• **ABOUT THIS TASK**:
Continue the biography of Emanuel Goldberg below, starting right after its final sentence.

Biography of Emanuel Goldberg
Emanuel Goldberg was born as Эмануэль Гольдберг on 31 August 1881, in Moscow, in the Russian Jewish family of Colonel Grigorii Ignatievich Goldberg (полковник Григорий Игнатьевич Гольдберг), a high-ranking officer in the Tsar’s military medical corps and his wife Olga Moiseevna Grodsenka (Ольга Мойсеевна Гроценко).
Grigorii Goldberg (born 1853) was a distinguished and decorated Colonel in the Medical Corps at Tsar’s Army, later a Court Counselor (in the Russian Empire it was very unusual for a Jew to obtain such positions, so Grigorii Goldberg must have been a remarkable man). In 1879 Grigorii Goldberg married Olga Grodsenka (born 1859), from Kovno (now Kaunas, Lithuania).
The first child in the family was Raphael (b. 1880), then Emanuel (1881), and Tamara (1884).
Emanuel began his life and was educated in the cultured, cosmopolitan world of the upper middle classes in late 19th-century Moscow. His teachers were German.

• **RECORDED DATA**:
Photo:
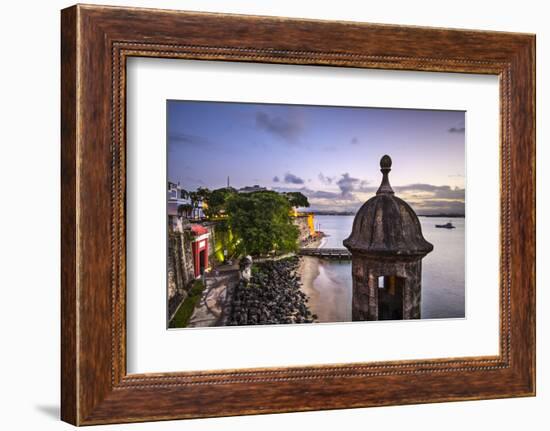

• **EXERCISE ANSWER**:
The young Emanuel was not a fast learner, had difficulty memorizing, and was late in beginning to talk, but he was, by his own admission, a man with an obsession: At the age of six, I was shown by a friend of the family how a lever can be used to lighten work. Since then I have been obsessed with the idea that, by using a tool, life can be made more pleasant. To be an engineer seemed to me the highest goal. It was not easy for s Jewish boy in Czarist Russia to reach this goal. Instead of playing with my tools, I had to learn the irregular verbs of Russian, German, French, English, Greek, Latin, [Church] Slavonic, and, last but not least, Hebrew for the Bar-Mitzva. I hated learning languages…
Emanuel was also interested in the natural sciences, especially geology and zoology. His secondary school (3rd Moscow Gymnasium) leaving certificate record primarily “excellent” grades, and he ranked second in his class. He then applied to the engineering degree program at the Imperial Technical School of Moscow. However, the Imperial Technical School had a restrictive admission quota for Jewish, meaning in practice, that no more than one Jewish student would be admitted. Despite performing excellently in the entrance examination, Goldberg was not accepted (there was another Jewish with the same result, and the choice was made by a lot, Goldberg wasn’t the lucky fellow.)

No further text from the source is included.